Data to process:

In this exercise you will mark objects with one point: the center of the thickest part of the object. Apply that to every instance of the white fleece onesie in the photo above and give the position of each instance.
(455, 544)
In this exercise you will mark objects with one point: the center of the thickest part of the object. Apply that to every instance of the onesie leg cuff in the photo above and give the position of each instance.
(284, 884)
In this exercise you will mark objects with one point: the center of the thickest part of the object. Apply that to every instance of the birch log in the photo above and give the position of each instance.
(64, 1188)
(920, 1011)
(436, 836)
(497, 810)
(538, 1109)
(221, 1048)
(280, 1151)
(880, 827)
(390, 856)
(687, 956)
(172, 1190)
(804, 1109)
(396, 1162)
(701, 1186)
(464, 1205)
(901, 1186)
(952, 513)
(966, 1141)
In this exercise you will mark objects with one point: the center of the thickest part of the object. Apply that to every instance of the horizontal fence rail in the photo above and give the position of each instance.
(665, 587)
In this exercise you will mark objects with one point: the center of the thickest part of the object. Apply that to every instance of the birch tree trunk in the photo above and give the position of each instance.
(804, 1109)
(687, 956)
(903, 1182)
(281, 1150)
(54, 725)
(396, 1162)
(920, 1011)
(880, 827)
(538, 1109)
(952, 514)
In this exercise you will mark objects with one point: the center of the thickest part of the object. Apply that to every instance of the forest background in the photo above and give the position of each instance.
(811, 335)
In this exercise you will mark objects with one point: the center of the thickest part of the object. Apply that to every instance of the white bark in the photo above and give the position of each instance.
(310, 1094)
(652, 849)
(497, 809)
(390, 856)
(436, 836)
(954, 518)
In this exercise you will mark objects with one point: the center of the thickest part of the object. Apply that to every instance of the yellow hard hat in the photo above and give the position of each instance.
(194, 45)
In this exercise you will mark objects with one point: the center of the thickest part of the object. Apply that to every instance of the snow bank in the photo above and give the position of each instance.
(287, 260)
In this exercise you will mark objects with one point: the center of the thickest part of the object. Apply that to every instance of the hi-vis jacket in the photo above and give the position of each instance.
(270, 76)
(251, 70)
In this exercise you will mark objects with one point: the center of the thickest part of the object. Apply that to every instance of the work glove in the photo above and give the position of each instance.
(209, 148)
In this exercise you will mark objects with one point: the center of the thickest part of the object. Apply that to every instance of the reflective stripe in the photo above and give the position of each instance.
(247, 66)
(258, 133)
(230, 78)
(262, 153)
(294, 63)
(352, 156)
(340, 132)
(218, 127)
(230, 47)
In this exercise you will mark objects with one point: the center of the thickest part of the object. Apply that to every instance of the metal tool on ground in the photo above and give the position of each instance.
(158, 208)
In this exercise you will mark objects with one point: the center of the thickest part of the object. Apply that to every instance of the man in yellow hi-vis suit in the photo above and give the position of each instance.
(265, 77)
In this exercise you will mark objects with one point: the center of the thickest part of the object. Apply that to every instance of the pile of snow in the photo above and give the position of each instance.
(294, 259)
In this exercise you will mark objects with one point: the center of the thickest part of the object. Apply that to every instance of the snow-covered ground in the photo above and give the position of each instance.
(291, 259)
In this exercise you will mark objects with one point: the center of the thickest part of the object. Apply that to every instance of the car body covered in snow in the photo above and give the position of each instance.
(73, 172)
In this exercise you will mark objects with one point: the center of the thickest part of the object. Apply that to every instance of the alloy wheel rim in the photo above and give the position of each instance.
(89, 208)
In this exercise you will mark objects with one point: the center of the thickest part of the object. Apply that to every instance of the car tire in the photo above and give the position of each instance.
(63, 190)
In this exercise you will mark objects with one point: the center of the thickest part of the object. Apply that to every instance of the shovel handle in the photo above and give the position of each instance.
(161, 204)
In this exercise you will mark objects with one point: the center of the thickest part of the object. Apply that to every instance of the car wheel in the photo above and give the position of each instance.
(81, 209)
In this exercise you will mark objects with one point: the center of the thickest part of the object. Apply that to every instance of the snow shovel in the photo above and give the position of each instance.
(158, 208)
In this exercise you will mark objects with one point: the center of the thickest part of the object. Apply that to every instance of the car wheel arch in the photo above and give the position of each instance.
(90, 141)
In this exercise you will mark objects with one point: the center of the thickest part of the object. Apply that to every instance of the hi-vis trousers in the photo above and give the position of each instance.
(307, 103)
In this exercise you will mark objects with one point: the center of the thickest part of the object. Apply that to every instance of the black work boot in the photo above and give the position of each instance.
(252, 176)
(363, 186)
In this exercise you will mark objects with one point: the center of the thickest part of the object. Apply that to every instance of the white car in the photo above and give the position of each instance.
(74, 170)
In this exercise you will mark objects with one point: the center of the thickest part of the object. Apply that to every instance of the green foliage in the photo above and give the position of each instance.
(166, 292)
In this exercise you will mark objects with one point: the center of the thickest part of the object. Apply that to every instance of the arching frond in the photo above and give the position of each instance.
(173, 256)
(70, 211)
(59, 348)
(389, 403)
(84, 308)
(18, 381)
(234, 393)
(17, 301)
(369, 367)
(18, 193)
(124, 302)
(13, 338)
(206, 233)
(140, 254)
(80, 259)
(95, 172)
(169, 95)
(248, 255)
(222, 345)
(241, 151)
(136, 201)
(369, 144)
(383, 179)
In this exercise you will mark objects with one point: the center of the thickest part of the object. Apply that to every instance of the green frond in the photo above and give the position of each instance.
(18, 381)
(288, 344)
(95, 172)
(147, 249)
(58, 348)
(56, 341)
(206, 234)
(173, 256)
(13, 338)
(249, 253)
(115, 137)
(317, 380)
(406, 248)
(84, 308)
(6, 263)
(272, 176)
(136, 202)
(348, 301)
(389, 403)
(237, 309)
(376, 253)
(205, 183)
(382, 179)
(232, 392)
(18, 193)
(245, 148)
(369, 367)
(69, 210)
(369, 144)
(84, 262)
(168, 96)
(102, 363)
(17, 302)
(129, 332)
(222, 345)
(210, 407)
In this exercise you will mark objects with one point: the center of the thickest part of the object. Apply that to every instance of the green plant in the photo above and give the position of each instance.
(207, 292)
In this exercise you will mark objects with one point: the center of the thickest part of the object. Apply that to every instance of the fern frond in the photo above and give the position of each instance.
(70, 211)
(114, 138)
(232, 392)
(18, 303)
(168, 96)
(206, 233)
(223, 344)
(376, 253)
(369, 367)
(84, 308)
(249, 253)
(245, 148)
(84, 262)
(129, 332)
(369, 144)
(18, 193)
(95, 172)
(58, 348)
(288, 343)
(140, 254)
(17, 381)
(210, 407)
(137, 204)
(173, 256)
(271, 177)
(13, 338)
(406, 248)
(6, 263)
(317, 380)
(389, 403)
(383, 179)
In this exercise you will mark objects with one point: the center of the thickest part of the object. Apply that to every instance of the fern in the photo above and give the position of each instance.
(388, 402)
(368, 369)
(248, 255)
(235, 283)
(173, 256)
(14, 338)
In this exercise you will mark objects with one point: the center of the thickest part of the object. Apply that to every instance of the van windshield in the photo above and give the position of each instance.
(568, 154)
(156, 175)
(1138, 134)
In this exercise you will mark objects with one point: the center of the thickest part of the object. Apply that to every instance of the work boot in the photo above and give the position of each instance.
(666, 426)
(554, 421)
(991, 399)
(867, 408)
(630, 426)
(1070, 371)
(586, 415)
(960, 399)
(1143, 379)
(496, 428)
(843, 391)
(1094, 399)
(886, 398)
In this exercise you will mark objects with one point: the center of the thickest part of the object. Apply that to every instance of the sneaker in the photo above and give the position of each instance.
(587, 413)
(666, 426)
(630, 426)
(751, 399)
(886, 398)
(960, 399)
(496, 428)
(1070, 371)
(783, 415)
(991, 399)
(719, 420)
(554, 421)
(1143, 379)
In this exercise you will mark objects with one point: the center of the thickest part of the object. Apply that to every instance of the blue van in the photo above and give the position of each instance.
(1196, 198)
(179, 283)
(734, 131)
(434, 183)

Required task:
Rewrite every row above with "thickest part" changed to "widest part" and everything else kept the same.

Task output:
In this exercise you will mark objects with one point: the center of the widest part of the object. Apply that to every instance of the white fleece onesie in the photo above and give the position of each instance.
(455, 544)
In this exercise you will mark objects with one point: the center of the widest part of the object. Apply that to every instance of the onesie leg cuff in the photo above and give the position of each instance.
(284, 884)
In this exercise you will mark objects with one point: the center of the widest part of the object. Apply that to every instance of the birch log in the photo above and give the position of each instance.
(64, 1188)
(920, 1011)
(436, 836)
(497, 810)
(538, 1109)
(221, 1048)
(280, 1151)
(880, 827)
(390, 856)
(687, 956)
(172, 1190)
(804, 1109)
(396, 1162)
(701, 1186)
(464, 1205)
(901, 1186)
(952, 513)
(966, 1141)
In this exercise you will mark objects with one point: the center of the widest part of the object. Apply that to every instance of the horizontal fence rail in the photo above and give the position of each instance.
(665, 587)
In this exercise you will mark objects with one point: the center of the widest part of the object. Apply that to every instance of the birch tree trunk in the photo above and give the position of each instance.
(804, 1109)
(687, 956)
(903, 1182)
(281, 1150)
(54, 725)
(396, 1162)
(920, 1011)
(880, 827)
(538, 1109)
(952, 514)
In this exercise you will mark objects with one point: the center of the widest part of the object. Apply that to every instance of the forest background in the photo above and give the position of each instance.
(811, 335)
In this exercise you will mark objects with one point: the center of the widest part of the object. Apply that to every instance of the white bark in the photo above and give the position of each instance.
(310, 1094)
(652, 849)
(497, 809)
(390, 856)
(436, 836)
(954, 518)
In this exercise you will mark objects with one point: the center of the widest part of the object. Apply that to every instance of the yellow hard hat in the photo above and give the position of each instance.
(194, 45)
In this exercise you will mark objects with one point: the center of the widest part of the object. Apply that to every instance of the snow bank in the photo above and give the position of each instance.
(287, 260)
In this exercise you will mark objects with one point: the center of the widest part of the object. Apply that to every instance of the hi-vis jacket in the photo above and give the position of each instance.
(270, 76)
(251, 70)
In this exercise you will mark objects with one point: the center of the widest part of the object. Apply that to every instance of the work glove in the photo above and give the position of each instance.
(209, 148)
In this exercise you will mark objects with one point: the center of the widest part of the object. Apply that to every instance of the reflective stripe in the photo above and give the position of each instance.
(247, 66)
(258, 133)
(230, 78)
(262, 153)
(294, 63)
(352, 156)
(340, 132)
(218, 127)
(230, 47)
In this exercise you will mark objects with one point: the center of the widest part of the object. Apply that to every instance of the metal tool on ground in the photo above and give the position of each instance.
(158, 208)
In this exercise you will mark objects with one point: the center of the widest part of the object. Apply that to every instance of the man in yellow hi-vis suit in the photo above and give the position of each instance.
(265, 77)
In this exercise you will mark objects with one point: the center of the widest part of the object. Apply that to every instance of the pile of snow in the photo above and give the position of each instance.
(294, 259)
In this exercise you will mark objects with one point: the center of the widest part of the object. Apply that to every instance of the snow-covered ground in the photo above and give the position of each instance.
(291, 259)
In this exercise you will mark objects with one point: the center of the widest part of the object. Apply that to every instance of the car body covered in snow in the photo above and give the position of each instance.
(73, 172)
In this exercise you will mark objects with one point: the center of the widest part of the object. Apply that to every instance of the alloy wheel rim in the photo above and give the position of each instance.
(89, 208)
In this exercise you will mark objects with one point: the center of the widest part of the object. Apply that to every instance of the car tire in the photo above and give the position of each instance.
(63, 190)
In this exercise you will mark objects with one point: the center of the widest part of the object. Apply that to every instance of the shovel handle in the photo above and give the position of each instance.
(161, 204)
In this exercise you will mark objects with one point: the center of the widest part of the object. Apply that to every instance of the car wheel in the photo above and give the position of each instance.
(81, 209)
In this exercise you will mark objects with one point: the center of the widest part of the object. Apply that to every instance of the snow shovel in the photo above and give the position of each instance.
(158, 208)
In this exercise you will mark objects with one point: the center of the widest part of the object. Apply that to every instance of the car wheel arch in the photo above and give the position of each instance.
(90, 141)
In this exercise you will mark objects with one point: the center of the widest part of the object. Apply that to every instance of the hi-vis trousers in the photo above and give the position of each instance.
(307, 103)
In this exercise you will mark objects with one point: the center of the widest part of the object. Apply that to every instance of the black work boot in the photo above and give the position of each instance.
(252, 176)
(363, 186)
In this exercise you will mark objects with one point: the center of the widest part of the object. Apply that to every instance of the white car in the photo above and give the position of each instance.
(74, 170)
In this exercise you will mark objects with one point: the center of the widest part of the object. Apply that to every instance of the green foliage in the photo above and give the position of each instance.
(166, 292)
In this exercise you will mark objects with one point: the center of the widest part of the object. Apply that to every instance of the arching frond in the photo above and give the position of each instance.
(173, 256)
(70, 211)
(59, 348)
(389, 403)
(84, 308)
(18, 381)
(234, 393)
(17, 301)
(369, 367)
(18, 193)
(124, 302)
(13, 338)
(206, 233)
(140, 254)
(80, 259)
(95, 172)
(169, 95)
(248, 255)
(222, 345)
(241, 151)
(136, 201)
(369, 144)
(383, 179)
In this exercise you will mark objects with one point: the center of the widest part of the object. Apply that to every instance of the green frond in the photo above and give the position of each instance.
(18, 381)
(288, 344)
(95, 172)
(147, 249)
(58, 348)
(56, 341)
(206, 234)
(173, 256)
(13, 338)
(249, 253)
(115, 137)
(317, 380)
(406, 248)
(84, 308)
(6, 263)
(272, 176)
(136, 202)
(348, 301)
(389, 403)
(237, 309)
(376, 253)
(205, 183)
(382, 179)
(232, 392)
(18, 193)
(245, 148)
(369, 367)
(69, 210)
(369, 144)
(84, 262)
(168, 96)
(102, 363)
(17, 302)
(129, 332)
(222, 345)
(210, 407)
In this exercise you will mark objects with one point: the center of the widest part of the object. Apply that to every instance of the green plant in the photo above and give the position of each instance.
(207, 292)
In this exercise you will mark objects with one point: the center of the widest part of the object. Apply that to every instance of the fern frond in the photo above and give the position of each instance.
(70, 211)
(114, 138)
(232, 392)
(18, 303)
(168, 96)
(206, 233)
(223, 344)
(376, 253)
(369, 367)
(84, 308)
(249, 253)
(245, 148)
(84, 262)
(129, 332)
(369, 144)
(18, 193)
(95, 172)
(58, 348)
(288, 343)
(140, 254)
(17, 381)
(210, 407)
(137, 204)
(173, 256)
(271, 177)
(13, 338)
(406, 248)
(6, 263)
(317, 380)
(389, 403)
(383, 179)
In this exercise you will mark objects with one point: the center of the widest part of the object. Apply that to every instance of the fern in the photo above and give the position of each instance.
(388, 402)
(368, 369)
(248, 255)
(235, 283)
(173, 256)
(14, 338)
In this exercise you will mark objects with one point: the center of the widest part of the object. Apply that to every instance of the van windshield in the photo above and give the position of each instance.
(568, 154)
(156, 175)
(1138, 134)
In this exercise you will mark objects with one point: the center of the widest part of the object. Apply that to every instance of the work boot in the photo above and give the position of each instance.
(666, 426)
(554, 421)
(991, 399)
(867, 408)
(630, 426)
(1070, 371)
(586, 415)
(960, 399)
(1143, 379)
(496, 428)
(843, 391)
(1094, 399)
(886, 398)
In this exercise you will mark objects with one point: the center of the widest part of the object. Apply that to every instance of the sneaker in the photo above and give the position of each instance.
(587, 413)
(666, 426)
(630, 426)
(751, 399)
(886, 398)
(960, 399)
(496, 428)
(1070, 371)
(783, 415)
(991, 399)
(719, 420)
(554, 421)
(1143, 379)
In this exercise you will mark objects with one point: the center of the widest part of the object. Apply that to every instance of the blue van in the photo above and give the position of each instance.
(1196, 198)
(179, 283)
(734, 131)
(434, 183)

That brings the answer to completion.